[Point placement records]
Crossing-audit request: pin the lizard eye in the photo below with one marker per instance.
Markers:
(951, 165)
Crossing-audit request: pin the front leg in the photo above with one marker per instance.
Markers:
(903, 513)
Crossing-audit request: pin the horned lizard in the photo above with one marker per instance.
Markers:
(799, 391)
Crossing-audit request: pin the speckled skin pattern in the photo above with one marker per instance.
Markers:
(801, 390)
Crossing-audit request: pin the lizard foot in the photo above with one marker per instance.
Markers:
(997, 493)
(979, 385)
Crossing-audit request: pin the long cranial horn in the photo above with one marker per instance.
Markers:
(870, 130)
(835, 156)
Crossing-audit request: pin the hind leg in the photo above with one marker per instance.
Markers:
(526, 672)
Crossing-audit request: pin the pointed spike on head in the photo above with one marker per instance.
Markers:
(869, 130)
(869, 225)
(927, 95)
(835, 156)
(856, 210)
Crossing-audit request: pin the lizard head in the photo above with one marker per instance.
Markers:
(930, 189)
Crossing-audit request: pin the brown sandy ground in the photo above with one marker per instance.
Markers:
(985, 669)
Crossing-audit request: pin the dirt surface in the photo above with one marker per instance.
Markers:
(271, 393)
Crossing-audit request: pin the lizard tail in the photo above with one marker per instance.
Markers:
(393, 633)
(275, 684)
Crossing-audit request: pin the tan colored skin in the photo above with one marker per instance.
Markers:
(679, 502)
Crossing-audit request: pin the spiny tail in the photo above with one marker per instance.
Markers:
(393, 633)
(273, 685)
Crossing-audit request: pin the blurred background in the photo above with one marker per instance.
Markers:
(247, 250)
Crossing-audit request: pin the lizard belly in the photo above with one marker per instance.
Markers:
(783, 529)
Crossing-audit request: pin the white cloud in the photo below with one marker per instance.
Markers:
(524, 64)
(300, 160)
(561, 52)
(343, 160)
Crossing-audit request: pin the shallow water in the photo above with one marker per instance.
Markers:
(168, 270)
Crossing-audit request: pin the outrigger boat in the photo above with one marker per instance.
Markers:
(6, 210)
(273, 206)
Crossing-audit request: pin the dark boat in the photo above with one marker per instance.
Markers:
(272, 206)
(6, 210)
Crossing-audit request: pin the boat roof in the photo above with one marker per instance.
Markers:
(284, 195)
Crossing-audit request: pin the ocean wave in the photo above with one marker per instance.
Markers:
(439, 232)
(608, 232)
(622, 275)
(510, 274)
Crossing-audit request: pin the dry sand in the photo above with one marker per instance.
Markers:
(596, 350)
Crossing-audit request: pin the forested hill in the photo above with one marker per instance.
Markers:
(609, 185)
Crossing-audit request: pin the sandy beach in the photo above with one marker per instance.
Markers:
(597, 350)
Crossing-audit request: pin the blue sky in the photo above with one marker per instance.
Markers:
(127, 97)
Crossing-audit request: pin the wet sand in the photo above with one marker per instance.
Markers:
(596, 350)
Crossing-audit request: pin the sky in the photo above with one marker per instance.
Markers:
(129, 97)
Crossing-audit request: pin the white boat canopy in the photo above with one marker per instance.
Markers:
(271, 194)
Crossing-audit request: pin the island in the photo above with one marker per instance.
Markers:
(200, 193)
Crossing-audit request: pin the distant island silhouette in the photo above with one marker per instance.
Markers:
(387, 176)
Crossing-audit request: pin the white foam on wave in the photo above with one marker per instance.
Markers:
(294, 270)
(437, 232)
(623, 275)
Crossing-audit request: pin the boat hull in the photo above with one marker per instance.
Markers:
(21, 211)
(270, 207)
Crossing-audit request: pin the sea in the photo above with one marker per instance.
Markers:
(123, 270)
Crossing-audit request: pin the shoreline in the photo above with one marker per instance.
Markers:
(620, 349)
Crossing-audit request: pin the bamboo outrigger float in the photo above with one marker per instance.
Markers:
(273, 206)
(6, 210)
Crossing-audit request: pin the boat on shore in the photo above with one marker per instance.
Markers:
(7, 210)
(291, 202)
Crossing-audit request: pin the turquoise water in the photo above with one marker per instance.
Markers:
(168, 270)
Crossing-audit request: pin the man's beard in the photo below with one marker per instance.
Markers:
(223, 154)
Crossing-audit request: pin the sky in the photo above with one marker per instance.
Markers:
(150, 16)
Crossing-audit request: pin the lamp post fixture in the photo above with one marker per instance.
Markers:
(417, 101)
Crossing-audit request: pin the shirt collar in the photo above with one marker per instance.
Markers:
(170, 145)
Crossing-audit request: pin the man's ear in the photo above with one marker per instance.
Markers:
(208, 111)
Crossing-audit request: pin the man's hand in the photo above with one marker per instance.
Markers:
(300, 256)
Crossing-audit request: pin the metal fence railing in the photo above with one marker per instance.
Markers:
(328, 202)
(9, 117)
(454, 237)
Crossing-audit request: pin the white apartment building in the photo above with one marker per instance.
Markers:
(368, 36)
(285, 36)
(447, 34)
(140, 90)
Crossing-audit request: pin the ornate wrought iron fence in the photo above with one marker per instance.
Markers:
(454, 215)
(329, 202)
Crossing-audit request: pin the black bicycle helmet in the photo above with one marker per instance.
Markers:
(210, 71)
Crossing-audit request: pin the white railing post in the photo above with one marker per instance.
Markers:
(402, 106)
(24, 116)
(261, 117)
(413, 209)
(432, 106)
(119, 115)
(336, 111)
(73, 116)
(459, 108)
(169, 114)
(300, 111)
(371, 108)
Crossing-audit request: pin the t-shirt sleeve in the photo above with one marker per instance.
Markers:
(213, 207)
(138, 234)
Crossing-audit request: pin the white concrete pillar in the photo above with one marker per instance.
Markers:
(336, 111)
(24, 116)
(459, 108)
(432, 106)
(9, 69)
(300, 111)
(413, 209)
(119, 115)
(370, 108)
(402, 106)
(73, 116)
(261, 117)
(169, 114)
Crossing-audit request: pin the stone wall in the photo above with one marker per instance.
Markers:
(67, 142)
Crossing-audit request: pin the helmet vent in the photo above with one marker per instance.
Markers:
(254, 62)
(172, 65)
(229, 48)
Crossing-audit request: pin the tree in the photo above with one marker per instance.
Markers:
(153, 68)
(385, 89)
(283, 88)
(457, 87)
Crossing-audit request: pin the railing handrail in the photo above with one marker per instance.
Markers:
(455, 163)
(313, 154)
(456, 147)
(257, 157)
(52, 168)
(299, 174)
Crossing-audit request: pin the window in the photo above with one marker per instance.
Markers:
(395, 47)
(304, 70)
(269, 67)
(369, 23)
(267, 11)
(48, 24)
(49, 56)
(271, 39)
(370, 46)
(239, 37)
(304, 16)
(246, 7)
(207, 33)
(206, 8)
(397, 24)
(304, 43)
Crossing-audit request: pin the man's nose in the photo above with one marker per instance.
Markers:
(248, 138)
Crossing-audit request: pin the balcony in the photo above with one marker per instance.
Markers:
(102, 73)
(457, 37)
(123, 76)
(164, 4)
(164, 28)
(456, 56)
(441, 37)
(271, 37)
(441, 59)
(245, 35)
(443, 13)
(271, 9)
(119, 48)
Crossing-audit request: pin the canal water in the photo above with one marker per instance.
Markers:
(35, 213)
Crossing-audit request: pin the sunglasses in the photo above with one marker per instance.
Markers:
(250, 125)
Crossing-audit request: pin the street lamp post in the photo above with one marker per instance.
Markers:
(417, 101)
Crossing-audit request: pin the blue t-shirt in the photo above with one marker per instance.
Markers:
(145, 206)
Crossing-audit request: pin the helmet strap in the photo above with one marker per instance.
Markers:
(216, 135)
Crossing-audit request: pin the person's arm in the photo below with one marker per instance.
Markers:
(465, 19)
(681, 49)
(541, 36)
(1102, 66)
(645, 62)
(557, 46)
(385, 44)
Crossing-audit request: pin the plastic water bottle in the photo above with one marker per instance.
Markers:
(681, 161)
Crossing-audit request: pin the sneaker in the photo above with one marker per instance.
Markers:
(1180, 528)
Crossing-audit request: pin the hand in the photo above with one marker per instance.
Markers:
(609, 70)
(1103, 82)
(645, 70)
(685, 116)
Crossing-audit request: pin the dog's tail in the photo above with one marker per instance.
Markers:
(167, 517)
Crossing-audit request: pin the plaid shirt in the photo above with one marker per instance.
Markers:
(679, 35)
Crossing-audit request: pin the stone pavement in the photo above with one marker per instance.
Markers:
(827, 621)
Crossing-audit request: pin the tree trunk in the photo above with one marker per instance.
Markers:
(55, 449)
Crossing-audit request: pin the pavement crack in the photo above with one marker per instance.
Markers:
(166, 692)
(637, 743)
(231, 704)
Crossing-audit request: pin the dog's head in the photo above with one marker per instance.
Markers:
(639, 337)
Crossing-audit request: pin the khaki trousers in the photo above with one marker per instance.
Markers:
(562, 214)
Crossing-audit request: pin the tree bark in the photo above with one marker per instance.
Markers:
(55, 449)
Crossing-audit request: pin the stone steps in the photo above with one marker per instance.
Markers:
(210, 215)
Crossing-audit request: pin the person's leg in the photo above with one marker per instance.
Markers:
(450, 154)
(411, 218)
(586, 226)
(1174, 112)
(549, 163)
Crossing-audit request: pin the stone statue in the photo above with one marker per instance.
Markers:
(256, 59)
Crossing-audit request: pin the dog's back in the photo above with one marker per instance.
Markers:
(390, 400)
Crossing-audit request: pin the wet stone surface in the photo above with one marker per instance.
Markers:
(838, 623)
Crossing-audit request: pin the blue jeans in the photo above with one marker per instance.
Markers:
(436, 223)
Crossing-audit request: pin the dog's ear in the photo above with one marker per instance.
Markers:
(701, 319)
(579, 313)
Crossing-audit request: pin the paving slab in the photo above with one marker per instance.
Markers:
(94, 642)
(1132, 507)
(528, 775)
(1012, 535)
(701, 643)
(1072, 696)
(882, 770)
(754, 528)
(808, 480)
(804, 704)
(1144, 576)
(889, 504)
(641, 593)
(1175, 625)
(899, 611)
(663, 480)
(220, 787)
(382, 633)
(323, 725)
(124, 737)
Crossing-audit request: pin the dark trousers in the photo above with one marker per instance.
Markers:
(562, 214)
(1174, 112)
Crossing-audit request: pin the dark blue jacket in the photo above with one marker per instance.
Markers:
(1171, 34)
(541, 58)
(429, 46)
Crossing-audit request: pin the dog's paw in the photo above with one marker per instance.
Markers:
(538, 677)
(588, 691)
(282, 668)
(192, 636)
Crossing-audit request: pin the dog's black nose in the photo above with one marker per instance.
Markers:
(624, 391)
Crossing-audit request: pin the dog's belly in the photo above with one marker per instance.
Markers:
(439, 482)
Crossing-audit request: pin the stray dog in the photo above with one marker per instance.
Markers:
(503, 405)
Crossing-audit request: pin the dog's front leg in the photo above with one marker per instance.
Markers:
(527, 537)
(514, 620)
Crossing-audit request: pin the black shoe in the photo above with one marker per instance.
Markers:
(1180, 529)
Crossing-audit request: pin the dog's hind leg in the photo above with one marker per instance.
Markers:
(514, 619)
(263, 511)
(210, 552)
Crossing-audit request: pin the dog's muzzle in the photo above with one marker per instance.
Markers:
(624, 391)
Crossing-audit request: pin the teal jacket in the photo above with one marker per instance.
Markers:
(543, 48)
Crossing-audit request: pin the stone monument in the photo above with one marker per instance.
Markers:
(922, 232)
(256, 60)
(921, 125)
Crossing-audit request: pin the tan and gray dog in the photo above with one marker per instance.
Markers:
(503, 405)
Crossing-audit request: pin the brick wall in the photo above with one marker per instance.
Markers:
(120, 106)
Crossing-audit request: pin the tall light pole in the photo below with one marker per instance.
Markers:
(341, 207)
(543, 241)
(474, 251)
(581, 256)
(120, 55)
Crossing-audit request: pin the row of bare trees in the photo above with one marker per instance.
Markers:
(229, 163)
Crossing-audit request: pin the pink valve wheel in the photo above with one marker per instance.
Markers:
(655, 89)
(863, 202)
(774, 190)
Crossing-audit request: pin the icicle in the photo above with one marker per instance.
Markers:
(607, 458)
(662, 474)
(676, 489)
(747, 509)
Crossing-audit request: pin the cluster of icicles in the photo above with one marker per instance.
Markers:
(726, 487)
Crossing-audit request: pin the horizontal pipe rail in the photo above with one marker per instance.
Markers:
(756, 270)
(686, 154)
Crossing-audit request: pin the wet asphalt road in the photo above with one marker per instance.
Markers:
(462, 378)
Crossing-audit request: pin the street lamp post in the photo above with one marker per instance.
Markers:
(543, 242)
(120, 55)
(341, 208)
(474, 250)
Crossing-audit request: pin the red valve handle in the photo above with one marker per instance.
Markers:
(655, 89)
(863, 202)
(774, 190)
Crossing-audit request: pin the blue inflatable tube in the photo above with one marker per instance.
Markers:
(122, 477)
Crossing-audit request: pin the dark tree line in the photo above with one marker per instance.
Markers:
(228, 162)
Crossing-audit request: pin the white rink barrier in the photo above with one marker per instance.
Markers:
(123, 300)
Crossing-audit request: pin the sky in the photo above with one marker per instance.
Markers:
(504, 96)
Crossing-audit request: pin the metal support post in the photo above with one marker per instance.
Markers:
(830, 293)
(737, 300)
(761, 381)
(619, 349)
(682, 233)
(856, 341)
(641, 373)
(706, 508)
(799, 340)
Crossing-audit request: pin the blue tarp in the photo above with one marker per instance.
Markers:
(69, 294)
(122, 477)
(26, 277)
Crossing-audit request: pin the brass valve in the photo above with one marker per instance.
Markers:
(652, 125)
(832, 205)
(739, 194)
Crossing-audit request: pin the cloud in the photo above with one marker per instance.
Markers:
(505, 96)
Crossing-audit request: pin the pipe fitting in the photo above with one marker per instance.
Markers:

• _REQUIRED WORK_
Reproduce the lines from the one containing "Crossing-audit request: pin the blue tarp" through the end of the records, switching each "Crossing-audit request" to "Placement request" and leaving everything else unchanged.

• _THE OUTPUT_
Placement request: pin the blue tarp in the photo above with one marker per instance.
Markers:
(69, 294)
(122, 477)
(26, 277)
Placement request: pin the brass valve in the photo above with one marker per instance.
Markers:
(652, 125)
(832, 205)
(739, 194)
Placement request: pin the cloud in the photo above with one marker per instance.
Markers:
(505, 96)
Placement request: pin the pipe fitting in the photo above with one marker per instance.
Markers:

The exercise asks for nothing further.